━━ Provided data

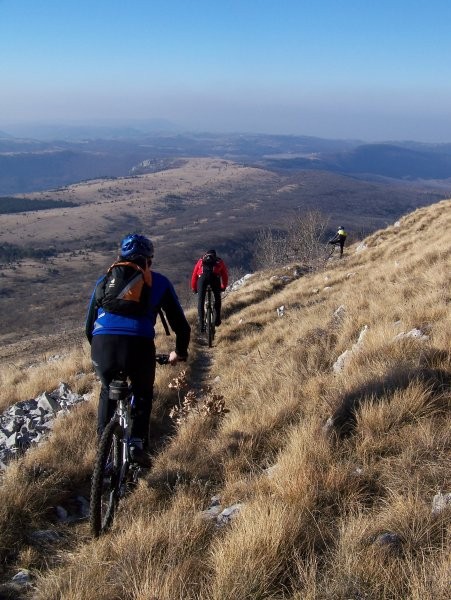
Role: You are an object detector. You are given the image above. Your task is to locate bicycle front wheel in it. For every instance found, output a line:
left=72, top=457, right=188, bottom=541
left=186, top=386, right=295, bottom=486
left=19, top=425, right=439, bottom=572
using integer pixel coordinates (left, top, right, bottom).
left=90, top=419, right=124, bottom=537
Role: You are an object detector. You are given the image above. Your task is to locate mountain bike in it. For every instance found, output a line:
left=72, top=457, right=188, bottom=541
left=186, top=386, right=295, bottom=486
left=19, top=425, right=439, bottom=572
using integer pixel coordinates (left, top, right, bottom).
left=204, top=285, right=216, bottom=348
left=90, top=354, right=169, bottom=537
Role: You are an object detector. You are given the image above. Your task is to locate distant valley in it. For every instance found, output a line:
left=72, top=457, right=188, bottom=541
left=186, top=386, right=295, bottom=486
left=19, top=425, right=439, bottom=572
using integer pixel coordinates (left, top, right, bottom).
left=0, top=134, right=451, bottom=356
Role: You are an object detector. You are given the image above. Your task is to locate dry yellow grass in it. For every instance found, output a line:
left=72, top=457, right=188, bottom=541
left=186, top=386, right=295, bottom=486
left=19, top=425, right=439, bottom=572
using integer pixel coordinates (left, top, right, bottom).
left=0, top=201, right=451, bottom=600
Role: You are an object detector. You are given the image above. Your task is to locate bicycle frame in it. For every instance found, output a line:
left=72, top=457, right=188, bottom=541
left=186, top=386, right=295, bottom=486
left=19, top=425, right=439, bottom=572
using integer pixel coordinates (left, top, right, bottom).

━━━━

● **Set task**
Arrange as a JSON list of strings everything from the line that contains "to locate distant" down to the line that contains "left=0, top=134, right=451, bottom=356", with one string for each line and blank lines left out.

● **Exercise response**
[
  "Role: You are an object detector. You are given the image above. Your task is to locate distant valley in it. For every instance found, output a line:",
  "left=72, top=457, right=188, bottom=541",
  "left=186, top=386, right=295, bottom=486",
  "left=19, top=425, right=439, bottom=572",
  "using integer pixel coordinates (left, top, right, bottom).",
  "left=0, top=134, right=451, bottom=356"
]